Verbatim output of the full listing is required.
##### DATA PROVIDED
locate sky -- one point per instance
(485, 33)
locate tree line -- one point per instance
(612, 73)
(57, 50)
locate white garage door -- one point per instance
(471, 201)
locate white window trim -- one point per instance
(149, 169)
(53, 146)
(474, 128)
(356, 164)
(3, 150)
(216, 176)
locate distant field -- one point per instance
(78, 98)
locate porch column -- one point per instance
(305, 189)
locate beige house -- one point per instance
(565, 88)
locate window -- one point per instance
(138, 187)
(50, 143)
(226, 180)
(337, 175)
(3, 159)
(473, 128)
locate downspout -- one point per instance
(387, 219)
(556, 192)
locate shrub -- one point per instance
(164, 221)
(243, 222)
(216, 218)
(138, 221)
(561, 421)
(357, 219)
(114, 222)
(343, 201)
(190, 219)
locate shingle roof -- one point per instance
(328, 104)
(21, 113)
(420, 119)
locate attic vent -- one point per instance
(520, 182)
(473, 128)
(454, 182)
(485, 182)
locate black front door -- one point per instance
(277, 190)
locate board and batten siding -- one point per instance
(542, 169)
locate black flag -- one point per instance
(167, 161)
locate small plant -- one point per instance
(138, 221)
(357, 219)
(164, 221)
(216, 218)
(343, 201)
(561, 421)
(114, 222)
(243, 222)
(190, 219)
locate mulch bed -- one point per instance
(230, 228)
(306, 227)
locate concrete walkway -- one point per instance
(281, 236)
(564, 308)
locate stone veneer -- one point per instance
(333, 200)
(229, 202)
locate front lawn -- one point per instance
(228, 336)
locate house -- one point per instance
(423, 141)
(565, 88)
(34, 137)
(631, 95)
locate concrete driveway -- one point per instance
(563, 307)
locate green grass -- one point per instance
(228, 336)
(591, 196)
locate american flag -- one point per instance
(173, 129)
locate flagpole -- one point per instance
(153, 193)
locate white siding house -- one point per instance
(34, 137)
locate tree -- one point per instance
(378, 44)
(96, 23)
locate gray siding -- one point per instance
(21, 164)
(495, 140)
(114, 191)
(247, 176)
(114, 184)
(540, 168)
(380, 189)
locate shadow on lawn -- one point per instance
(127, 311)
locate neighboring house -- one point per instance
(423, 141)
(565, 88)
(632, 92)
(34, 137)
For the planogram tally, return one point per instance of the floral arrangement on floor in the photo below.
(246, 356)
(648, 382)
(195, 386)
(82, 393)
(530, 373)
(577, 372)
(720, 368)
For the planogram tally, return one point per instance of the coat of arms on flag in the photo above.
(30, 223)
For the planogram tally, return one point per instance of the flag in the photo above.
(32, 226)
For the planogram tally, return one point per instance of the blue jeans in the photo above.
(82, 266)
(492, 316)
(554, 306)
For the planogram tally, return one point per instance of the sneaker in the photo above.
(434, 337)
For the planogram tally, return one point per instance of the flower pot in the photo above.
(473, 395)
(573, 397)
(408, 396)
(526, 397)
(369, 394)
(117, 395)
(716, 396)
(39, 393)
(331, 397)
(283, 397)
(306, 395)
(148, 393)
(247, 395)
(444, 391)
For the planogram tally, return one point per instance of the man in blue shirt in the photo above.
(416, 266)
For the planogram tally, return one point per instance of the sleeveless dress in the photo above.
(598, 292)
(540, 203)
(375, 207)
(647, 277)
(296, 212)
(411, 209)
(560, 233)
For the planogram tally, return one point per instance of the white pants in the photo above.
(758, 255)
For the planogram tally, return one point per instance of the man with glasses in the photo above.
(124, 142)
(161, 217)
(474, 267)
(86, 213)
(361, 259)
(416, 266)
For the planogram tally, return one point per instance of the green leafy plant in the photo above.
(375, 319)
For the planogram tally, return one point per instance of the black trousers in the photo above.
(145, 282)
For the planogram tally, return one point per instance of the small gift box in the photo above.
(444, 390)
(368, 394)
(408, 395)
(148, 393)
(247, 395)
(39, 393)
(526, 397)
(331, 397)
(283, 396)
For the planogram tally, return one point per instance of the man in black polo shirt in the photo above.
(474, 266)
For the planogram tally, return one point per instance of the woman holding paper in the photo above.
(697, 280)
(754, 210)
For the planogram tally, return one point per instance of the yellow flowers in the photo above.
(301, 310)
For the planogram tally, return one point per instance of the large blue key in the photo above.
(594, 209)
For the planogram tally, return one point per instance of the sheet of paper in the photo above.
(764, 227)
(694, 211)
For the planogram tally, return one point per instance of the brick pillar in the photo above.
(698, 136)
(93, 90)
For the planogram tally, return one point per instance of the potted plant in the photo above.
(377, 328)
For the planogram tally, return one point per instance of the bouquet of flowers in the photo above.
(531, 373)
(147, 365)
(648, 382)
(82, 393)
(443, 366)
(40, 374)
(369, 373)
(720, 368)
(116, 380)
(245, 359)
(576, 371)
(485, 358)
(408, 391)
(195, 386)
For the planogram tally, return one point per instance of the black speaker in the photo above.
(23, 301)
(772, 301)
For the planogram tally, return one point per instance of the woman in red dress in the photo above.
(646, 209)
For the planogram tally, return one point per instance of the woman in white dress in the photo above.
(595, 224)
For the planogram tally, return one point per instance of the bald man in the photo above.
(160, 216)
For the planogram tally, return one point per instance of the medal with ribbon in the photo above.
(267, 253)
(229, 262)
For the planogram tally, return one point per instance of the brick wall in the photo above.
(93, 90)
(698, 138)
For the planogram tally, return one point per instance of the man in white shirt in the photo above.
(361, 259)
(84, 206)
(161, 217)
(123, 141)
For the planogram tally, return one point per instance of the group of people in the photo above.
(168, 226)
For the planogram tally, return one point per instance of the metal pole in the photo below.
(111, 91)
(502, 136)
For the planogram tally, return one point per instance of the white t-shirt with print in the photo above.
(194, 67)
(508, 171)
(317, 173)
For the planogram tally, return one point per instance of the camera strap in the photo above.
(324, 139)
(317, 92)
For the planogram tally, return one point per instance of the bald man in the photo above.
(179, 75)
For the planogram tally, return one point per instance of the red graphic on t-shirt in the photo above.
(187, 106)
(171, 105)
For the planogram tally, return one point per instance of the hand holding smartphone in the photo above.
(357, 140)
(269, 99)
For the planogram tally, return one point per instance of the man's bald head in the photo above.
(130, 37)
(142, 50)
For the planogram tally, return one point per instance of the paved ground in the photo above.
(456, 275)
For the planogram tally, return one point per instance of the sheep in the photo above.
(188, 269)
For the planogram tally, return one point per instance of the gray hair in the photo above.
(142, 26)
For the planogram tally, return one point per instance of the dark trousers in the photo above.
##########
## ANSWER TO THIS PROBLEM
locate sky -- one point per instance
(485, 33)
locate tree line -- one point per instance
(612, 73)
(57, 50)
locate white garage door -- one point per instance
(471, 201)
locate white window trim -- one point per instance
(149, 169)
(53, 146)
(474, 128)
(356, 164)
(3, 150)
(216, 176)
locate distant field -- one point per instance
(78, 98)
locate porch column -- one point per instance
(305, 189)
locate beige house -- one point per instance
(565, 88)
locate window -- one point per instance
(138, 187)
(50, 143)
(226, 180)
(337, 175)
(3, 159)
(473, 128)
locate downspout -- one point per instance
(387, 219)
(556, 192)
locate shrub -- one point per instance
(164, 221)
(243, 222)
(216, 218)
(138, 221)
(561, 421)
(357, 219)
(114, 222)
(343, 201)
(190, 219)
locate shingle roof -- one point per instance
(328, 104)
(21, 113)
(420, 119)
locate attic vent -- one point per instance
(520, 182)
(473, 128)
(454, 182)
(485, 182)
locate black front door -- one point per instance
(277, 190)
locate board and batten siding -- one point per instance
(542, 169)
locate black flag -- one point per instance
(167, 161)
locate small plant -- one point per instance
(138, 221)
(357, 219)
(164, 221)
(216, 218)
(343, 201)
(561, 421)
(114, 222)
(243, 222)
(190, 219)
locate mulch bed -- one point per instance
(230, 228)
(306, 227)
locate concrete walkway -- one point per instance
(281, 236)
(564, 308)
locate stone veneer -- one point per instance
(333, 200)
(229, 202)
locate front lawn -- one point per instance
(228, 336)
locate house -- one point per instance
(423, 141)
(565, 88)
(34, 137)
(631, 95)
locate concrete driveway -- one point per instance
(563, 307)
locate green grass -- one point per instance
(228, 336)
(591, 196)
locate american flag -- one point per instance
(173, 129)
locate flagpole -- one point per instance
(153, 193)
locate white siding house -- one point per instance
(34, 137)
locate tree -- one point per instance
(378, 44)
(96, 23)
locate gray siding -- one point per instance
(21, 164)
(495, 140)
(114, 191)
(247, 176)
(114, 184)
(540, 168)
(380, 189)
locate shadow on lawn -- one point per instance
(127, 311)
locate neighboring house -- one point per instance
(423, 141)
(565, 88)
(632, 92)
(34, 137)
For the planogram tally, return one point per instance of the floral arrangement on floor in the photo below.
(246, 356)
(648, 382)
(195, 386)
(82, 393)
(530, 373)
(577, 372)
(720, 368)
For the planogram tally, return one point per instance of the coat of arms on flag in the photo above.
(30, 223)
For the planogram tally, return one point per instance of the flag in the photo above.
(32, 226)
For the planogram tally, return one point per instance of the blue jeans in the photo above.
(82, 266)
(492, 316)
(554, 306)
For the planogram tally, return one point per instance of the sneaker in the photo above.
(434, 337)
For the planogram tally, return one point per instance of the flower pot in the photo above.
(473, 395)
(573, 397)
(408, 396)
(526, 397)
(369, 394)
(117, 395)
(716, 396)
(39, 393)
(331, 397)
(283, 397)
(306, 395)
(148, 393)
(247, 395)
(444, 391)
For the planogram tally, return one point per instance of the man in blue shirt in the photo above.
(416, 266)
For the planogram tally, return one point per instance of the sleeveless dress in the photo above.
(598, 292)
(540, 203)
(375, 207)
(647, 277)
(296, 212)
(411, 209)
(560, 233)
For the planogram tally, return one point per instance of the white pants in the photo above.
(758, 255)
For the planogram tally, return one point per instance of the man with glasses in the photo above.
(124, 142)
(161, 217)
(474, 267)
(86, 213)
(361, 259)
(416, 266)
For the planogram tally, return one point per instance of the green leafy plant in the photo above.
(375, 319)
For the planogram tally, return one point per instance of the black trousers in the photo above.
(145, 282)
For the planogram tally, return one point per instance of the small gift box in the photo above.
(444, 390)
(368, 394)
(408, 395)
(148, 393)
(247, 395)
(39, 393)
(526, 397)
(331, 397)
(283, 396)
For the planogram tally, return one point per instance of the man in black polo shirt in the photo above.
(474, 266)
For the planogram tally, return one point per instance of the woman holding paper in the photo above.
(697, 280)
(754, 210)
For the planogram tally, return one point per instance of the yellow flowers in the photo above.
(301, 310)
For the planogram tally, return one point per instance of the large blue key in the photo above.
(594, 209)
For the planogram tally, return one point per instance of the sheet of paper in the photo above.
(764, 227)
(694, 211)
For the planogram tally, return one point per instance of the brick pillar in the photo above.
(698, 136)
(93, 90)
For the planogram tally, return one point per instance of the potted plant in the photo above.
(377, 328)
For the planogram tally, return one point per instance of the bouquet of flowers in the photo above.
(531, 373)
(147, 365)
(648, 382)
(82, 393)
(443, 366)
(40, 374)
(369, 373)
(720, 368)
(116, 380)
(245, 359)
(576, 371)
(485, 358)
(408, 391)
(195, 386)
For the planogram tally, return one point per instance of the black speaker in the photo above.
(23, 301)
(772, 301)
For the planogram tally, return one point per instance of the woman in red dress in the photo above.
(646, 209)
For the planogram tally, return one point per instance of the woman in white dress in the photo above.
(595, 224)
For the planogram tally, return one point per instance of the bald man in the photo above.
(160, 216)
For the planogram tally, return one point per instance of the medal with ribbon in the photo above.
(267, 253)
(229, 262)
For the planogram tally, return one point per instance of the brick wall in the photo above.
(93, 90)
(698, 138)
For the planogram tally, return one point per instance of the man in white shirt in the photo above.
(361, 259)
(84, 206)
(161, 217)
(123, 141)
For the planogram tally, return one point per instance of the group of people in the photo above.
(168, 226)
For the planogram tally, return one point per instance of the metal pole in the photo below.
(111, 91)
(502, 136)
For the planogram tally, return one point per instance of the white t-shirt with print in the photo above.
(194, 67)
(508, 171)
(317, 173)
For the planogram tally, return one point per instance of the camera strap in the photo above.
(324, 139)
(317, 92)
For the planogram tally, return one point per instance of the bald man in the photo above.
(179, 75)
For the planogram tally, return one point per instance of the red graphic on t-shirt in the photo above.
(187, 106)
(171, 105)
For the planogram tally, return one point per instance of the hand holding smartphone in the photo above.
(357, 140)
(269, 99)
For the planogram tally, return one point per instance of the man's bald head in the photo above.
(130, 37)
(142, 50)
For the planogram tally, return one point per instance of the paved ground in the photo above.
(456, 275)
For the planogram tally, return one point per instance of the sheep in the photo above.
(188, 269)
For the planogram tally, return one point per instance of the gray hair in the photo above.
(142, 26)
For the planogram tally, return one point per instance of the dark trousers in the photo above.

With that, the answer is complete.